WORK INSTRUCTIONS:
Write out the data word for word, starting with the line containing "Note: for each instance of the thin" and ending with the line containing "point(194, 338)", both included.

RECORDED INFORMATION:
○ ○ ○ ○ ○

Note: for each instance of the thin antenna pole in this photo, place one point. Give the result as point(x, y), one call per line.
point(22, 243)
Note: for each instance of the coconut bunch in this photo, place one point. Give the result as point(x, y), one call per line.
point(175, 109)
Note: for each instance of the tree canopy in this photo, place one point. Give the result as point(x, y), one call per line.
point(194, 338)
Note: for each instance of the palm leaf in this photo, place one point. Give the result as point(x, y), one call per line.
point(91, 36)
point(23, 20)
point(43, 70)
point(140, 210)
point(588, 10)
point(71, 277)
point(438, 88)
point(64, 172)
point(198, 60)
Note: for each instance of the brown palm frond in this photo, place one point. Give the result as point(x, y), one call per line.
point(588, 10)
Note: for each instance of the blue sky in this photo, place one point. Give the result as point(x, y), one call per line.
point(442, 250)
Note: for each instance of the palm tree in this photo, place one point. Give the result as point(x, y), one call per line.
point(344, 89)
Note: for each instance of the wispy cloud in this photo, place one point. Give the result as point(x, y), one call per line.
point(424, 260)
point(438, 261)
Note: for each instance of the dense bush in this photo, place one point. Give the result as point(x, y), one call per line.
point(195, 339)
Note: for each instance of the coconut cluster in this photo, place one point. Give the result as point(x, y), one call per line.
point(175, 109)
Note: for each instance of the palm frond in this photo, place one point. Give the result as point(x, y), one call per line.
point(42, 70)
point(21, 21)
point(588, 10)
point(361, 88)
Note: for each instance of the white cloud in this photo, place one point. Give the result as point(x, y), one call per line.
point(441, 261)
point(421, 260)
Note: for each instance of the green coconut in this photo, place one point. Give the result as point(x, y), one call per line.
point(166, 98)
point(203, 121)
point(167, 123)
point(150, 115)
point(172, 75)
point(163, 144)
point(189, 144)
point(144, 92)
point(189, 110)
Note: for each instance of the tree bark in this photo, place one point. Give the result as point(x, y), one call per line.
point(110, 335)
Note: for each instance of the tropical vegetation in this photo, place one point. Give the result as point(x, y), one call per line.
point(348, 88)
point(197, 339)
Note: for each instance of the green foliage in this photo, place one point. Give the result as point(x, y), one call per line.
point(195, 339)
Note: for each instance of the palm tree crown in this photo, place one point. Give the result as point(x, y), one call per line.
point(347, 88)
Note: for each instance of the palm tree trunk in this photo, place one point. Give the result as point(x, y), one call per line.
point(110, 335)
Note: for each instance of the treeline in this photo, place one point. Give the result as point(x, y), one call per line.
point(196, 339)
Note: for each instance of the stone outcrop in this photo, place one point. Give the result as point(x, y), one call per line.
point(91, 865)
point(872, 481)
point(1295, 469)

○ ○ ○ ○ ○

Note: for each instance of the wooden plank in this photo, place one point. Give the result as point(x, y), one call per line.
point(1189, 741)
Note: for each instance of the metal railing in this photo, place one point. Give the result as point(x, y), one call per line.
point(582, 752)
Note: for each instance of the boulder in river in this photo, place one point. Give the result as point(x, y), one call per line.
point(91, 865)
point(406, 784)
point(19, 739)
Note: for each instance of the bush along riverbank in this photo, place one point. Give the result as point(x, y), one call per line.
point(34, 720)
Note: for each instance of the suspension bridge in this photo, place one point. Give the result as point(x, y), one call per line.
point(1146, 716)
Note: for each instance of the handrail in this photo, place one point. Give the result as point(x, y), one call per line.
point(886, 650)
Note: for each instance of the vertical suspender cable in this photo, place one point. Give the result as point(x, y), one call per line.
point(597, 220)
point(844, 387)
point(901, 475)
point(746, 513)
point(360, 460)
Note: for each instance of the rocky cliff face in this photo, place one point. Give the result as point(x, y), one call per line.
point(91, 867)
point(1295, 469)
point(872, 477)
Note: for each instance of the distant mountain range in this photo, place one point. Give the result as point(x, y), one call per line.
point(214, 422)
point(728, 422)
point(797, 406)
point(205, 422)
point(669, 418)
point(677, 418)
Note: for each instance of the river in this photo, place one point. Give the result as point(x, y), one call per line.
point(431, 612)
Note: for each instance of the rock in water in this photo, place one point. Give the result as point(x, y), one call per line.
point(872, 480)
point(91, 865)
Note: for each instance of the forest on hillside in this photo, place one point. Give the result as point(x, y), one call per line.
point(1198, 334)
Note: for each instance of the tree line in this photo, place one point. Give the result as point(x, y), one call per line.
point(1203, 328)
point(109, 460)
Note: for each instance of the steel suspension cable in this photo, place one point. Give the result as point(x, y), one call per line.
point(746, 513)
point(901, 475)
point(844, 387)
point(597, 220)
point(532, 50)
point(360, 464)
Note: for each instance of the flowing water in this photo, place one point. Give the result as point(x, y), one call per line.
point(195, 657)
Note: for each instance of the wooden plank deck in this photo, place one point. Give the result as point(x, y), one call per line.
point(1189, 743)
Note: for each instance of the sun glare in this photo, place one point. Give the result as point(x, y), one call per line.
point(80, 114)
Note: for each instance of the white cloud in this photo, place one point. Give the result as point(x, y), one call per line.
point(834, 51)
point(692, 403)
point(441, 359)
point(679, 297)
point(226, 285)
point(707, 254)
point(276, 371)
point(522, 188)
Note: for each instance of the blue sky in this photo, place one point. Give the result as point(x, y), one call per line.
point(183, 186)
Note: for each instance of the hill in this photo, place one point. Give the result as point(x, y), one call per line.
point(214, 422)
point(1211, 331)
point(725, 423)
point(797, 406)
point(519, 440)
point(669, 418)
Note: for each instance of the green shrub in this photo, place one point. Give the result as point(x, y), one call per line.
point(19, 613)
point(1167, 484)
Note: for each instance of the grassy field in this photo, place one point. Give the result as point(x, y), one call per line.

○ ○ ○ ○ ○

REPLY:
Note: for each instance of the thin antenna pole in this photo, place one point. Give the result as point(x, y), one call per line.
point(22, 243)
Note: for each instance of the coconut bunch in this photo, place one point. Give the result as point(x, y), one call per line.
point(175, 109)
Note: for each instance of the tree canopy in this photo, place one point. Give the result as point(x, y), one call per line.
point(194, 338)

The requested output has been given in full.